## Begin GIVEN TEXT

Re: [Mesa-dev] [Intel-gfx] [RFC PATCH 2/2] drm/doc/rfc: i915 new parallel submission uAPI plan

2021-06-11 Thread Matthew Brost
On Fri, Jun 04, 2021 at 07:59:05PM +0200, Daniel Vetter wrote:
> On Wed, May 26, 2021 at 04:33:57PM -0700, Matthew Brost wrote:
> > Add entry for i915 new parallel submission uAPI plan.
> > 
> > v2:
> >  (Daniel Vetter):
> >   - Expand logical order explaination
> >   - Add dummy header
> >   - Only allow N BBs in execbuf IOCTL
> >   - Configure parallel submission per slot not per gem context
> > v3:
> >  (Marcin Ślusarz):
> >   - Lot's of typos / bad english fixed
> >  (Tvrtko Ursulin):
> >   - Consistent pseudo code, clean up wording in descriptions
> > 
> > Cc: Tvrtko Ursulin 
> > Cc: Tony Ye 
> > CC: Carl Zhang 
> > Cc: Daniel Vetter 
> > Cc: Jason Ekstrand 
> > Signed-off-by: Matthew Brost 
> > ---
> >  Documentation/gpu/rfc/i915_parallel_execbuf.h | 145 ++
> >  Documentation/gpu/rfc/i915_scheduler.rst  |  55 ++-
> >  2 files changed, 198 insertions(+), 2 deletions(-)
> >  create mode 100644 Documentation/gpu/rfc/i915_parallel_execbuf.h
> > 
> > diff --git a/Documentation/gpu/rfc/i915_parallel_execbuf.h 
> > b/Documentation/gpu/rfc/i915_parallel_execbuf.h
> > new file mode 100644
> > index ..20de206e3ab4
> > --- /dev/null
> > +++ b/Documentation/gpu/rfc/i915_parallel_execbuf.h
> > @@ -0,0 +1,145 @@
> > +#define I915_CONTEXT_ENGINES_EXT_PARALLEL_SUBMIT 2 /* see 
> > i915_context_engines_parallel_submit */
> > +
> > +/*
> > + * i915_context_engines_parallel_submit:
> 
> So the idea is to make these kerneldoc and pull them into the rfc section.

## End GIVEN TEXT
## Begin RAW DATA

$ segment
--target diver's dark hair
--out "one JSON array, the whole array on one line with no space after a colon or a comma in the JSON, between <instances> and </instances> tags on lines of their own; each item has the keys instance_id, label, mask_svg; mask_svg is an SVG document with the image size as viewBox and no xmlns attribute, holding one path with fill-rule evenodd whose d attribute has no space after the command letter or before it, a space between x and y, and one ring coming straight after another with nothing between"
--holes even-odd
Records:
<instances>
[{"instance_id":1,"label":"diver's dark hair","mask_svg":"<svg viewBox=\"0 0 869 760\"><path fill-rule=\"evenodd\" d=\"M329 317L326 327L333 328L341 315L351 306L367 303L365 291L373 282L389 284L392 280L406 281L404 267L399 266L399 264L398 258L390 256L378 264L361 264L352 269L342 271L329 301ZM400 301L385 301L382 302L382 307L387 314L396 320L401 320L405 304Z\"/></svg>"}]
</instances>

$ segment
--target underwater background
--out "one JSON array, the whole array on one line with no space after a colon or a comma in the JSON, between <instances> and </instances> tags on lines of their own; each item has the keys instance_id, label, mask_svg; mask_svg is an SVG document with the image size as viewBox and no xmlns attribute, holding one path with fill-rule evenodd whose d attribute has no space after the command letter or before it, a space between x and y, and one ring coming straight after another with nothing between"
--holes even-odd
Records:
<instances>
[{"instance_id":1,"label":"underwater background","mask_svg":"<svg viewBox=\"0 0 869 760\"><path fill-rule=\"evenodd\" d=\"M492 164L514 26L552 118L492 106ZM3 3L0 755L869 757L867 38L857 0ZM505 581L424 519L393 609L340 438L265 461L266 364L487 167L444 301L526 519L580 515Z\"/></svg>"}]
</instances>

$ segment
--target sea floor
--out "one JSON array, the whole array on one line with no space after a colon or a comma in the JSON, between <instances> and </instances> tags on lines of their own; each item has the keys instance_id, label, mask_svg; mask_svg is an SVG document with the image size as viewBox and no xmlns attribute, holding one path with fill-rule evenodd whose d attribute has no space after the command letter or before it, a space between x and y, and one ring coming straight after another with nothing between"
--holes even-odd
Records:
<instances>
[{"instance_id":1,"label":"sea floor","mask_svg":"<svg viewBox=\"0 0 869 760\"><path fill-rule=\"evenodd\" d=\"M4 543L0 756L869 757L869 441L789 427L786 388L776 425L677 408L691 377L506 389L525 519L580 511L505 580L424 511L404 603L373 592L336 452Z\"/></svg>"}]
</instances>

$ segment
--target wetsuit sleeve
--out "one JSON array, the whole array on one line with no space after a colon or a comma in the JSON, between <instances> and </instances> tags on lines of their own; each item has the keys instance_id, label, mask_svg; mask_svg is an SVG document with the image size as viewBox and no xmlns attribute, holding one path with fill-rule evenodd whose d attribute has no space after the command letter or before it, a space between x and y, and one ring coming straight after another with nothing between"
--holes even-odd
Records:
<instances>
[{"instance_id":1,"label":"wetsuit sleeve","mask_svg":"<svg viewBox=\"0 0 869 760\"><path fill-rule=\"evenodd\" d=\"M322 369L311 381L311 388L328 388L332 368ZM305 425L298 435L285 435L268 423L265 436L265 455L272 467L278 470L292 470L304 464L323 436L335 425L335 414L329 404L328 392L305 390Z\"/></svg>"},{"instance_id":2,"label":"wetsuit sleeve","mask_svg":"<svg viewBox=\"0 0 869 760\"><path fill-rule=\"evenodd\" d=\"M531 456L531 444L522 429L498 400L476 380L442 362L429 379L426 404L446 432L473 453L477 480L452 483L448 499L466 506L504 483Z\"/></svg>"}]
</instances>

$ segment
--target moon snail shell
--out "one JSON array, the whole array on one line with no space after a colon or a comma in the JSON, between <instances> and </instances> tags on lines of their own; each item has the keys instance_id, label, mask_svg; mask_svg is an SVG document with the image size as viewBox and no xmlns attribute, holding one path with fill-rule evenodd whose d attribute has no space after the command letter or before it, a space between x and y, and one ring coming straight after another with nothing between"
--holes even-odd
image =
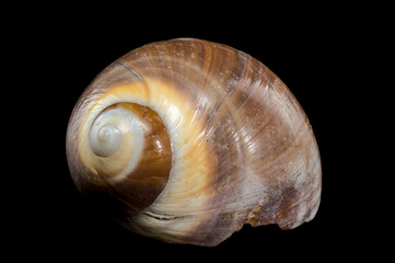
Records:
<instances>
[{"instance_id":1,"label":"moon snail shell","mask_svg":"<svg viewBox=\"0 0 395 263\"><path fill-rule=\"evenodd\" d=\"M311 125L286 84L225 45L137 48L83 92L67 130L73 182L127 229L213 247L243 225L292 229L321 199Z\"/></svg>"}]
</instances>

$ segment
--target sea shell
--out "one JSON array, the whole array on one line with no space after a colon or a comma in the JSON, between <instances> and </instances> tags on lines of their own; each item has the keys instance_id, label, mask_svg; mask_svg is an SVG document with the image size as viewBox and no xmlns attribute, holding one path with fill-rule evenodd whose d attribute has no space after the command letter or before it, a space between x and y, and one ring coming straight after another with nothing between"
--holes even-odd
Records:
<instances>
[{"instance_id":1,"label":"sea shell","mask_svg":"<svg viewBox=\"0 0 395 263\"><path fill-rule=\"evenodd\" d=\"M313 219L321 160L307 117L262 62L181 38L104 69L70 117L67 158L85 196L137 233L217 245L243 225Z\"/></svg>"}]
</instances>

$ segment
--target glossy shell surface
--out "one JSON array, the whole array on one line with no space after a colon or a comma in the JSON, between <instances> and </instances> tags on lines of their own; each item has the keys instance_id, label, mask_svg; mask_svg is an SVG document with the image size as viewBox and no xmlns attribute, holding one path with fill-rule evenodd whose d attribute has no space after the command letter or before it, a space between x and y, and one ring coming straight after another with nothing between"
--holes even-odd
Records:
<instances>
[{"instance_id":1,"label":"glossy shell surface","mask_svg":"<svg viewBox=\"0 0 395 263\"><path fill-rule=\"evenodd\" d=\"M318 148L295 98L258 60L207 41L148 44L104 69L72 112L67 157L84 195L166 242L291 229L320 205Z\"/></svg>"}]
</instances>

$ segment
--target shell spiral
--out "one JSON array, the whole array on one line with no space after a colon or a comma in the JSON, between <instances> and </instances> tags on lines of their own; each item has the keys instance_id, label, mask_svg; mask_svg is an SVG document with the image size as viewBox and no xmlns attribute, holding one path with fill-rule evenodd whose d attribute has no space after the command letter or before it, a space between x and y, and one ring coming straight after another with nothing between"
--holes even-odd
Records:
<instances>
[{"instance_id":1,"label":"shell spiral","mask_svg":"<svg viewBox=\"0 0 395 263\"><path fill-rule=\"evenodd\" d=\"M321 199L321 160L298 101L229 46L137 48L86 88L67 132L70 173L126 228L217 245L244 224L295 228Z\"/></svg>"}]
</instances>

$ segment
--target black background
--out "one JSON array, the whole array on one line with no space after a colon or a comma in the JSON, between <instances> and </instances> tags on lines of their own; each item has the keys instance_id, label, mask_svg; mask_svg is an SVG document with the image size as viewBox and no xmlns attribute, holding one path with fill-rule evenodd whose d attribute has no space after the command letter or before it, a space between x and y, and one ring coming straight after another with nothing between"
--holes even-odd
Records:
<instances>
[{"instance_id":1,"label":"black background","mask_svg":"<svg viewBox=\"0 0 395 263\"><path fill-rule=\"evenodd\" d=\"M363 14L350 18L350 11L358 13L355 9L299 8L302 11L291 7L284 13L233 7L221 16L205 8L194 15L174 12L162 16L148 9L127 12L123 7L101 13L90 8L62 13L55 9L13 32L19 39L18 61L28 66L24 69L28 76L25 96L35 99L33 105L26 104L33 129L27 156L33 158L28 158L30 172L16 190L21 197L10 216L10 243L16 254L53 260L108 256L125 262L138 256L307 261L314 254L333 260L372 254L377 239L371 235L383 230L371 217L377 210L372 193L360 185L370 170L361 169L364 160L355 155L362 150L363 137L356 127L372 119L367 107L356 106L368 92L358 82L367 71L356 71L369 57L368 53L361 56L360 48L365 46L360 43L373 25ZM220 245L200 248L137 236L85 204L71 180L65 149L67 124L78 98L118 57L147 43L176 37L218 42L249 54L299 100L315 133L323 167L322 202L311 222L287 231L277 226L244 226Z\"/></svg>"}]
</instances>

## End RAW DATA
## Begin RAW DATA

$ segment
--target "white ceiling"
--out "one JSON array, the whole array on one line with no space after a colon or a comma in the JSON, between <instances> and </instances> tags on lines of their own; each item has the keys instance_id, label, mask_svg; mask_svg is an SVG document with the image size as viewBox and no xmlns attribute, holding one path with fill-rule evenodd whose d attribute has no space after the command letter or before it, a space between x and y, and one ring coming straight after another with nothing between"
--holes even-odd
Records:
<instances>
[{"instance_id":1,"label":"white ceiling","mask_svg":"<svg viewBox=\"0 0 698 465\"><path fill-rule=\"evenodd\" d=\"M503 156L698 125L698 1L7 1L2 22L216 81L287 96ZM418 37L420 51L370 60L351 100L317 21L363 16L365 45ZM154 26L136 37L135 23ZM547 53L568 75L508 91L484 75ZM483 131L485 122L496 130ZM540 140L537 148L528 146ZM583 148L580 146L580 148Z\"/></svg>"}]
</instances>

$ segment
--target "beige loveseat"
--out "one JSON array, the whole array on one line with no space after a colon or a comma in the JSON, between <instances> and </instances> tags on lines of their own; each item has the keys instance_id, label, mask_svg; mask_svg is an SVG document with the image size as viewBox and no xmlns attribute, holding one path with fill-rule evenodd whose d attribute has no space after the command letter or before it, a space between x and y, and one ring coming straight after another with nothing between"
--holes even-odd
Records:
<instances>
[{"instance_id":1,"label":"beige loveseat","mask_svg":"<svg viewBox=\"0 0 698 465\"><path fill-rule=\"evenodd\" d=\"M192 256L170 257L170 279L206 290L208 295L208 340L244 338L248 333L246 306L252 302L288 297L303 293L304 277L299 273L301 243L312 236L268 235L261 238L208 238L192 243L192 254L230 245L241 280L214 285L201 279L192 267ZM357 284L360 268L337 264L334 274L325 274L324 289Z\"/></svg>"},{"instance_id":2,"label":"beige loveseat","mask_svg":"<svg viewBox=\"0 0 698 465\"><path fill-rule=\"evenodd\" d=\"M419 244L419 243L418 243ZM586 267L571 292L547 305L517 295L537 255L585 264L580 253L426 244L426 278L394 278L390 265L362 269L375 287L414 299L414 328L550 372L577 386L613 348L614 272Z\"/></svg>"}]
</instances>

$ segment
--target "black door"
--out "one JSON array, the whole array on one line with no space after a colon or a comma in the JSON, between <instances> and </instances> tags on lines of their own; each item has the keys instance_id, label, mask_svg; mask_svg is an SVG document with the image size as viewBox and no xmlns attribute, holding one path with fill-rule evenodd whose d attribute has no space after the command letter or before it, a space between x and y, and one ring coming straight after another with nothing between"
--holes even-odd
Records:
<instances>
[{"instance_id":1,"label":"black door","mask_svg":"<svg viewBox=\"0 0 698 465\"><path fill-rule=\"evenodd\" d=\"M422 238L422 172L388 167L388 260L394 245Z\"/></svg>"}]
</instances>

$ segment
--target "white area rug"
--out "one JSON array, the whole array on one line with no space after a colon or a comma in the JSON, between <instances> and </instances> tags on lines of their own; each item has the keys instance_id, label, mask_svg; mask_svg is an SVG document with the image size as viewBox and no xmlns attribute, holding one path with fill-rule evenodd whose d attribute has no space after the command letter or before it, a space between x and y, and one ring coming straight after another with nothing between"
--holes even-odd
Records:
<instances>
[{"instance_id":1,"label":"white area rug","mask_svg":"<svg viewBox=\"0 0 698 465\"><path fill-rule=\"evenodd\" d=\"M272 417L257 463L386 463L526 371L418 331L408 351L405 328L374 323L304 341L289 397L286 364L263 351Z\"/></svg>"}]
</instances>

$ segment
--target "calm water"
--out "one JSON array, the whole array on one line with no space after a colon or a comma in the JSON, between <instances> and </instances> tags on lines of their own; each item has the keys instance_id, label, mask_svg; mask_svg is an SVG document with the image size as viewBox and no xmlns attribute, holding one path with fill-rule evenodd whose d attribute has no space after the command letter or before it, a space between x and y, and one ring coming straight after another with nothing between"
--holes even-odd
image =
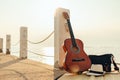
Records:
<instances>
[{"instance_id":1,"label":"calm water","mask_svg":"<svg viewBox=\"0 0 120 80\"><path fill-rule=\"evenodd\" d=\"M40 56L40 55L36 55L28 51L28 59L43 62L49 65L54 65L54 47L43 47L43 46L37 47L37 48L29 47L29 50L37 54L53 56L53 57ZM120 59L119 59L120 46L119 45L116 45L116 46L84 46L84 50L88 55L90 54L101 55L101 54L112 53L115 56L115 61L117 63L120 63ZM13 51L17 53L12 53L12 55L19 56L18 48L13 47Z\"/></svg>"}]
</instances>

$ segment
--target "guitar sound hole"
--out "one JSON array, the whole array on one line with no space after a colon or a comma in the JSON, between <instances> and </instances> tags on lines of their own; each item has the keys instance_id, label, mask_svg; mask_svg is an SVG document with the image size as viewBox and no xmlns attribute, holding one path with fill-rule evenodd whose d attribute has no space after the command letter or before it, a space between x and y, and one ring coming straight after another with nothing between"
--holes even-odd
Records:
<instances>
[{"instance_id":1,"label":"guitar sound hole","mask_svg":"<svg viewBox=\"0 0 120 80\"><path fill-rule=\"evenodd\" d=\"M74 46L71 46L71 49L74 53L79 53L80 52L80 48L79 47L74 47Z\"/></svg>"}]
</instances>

## End RAW DATA

Reproduce everything in the mailing list post from "2021-06-11 Thread Matthew" down to "submission uAPI plan.". The data comes from a different source than the mailing list post.

2021-06-11 Thread Matthew Brost
On Fri, Jun 04, 2021 at 07:59:05PM +0200, Daniel Vetter wrote:
> On Wed, May 26, 2021 at 04:33:57PM -0700, Matthew Brost wrote:
> > Add entry for i915 new parallel submission uAPI plan.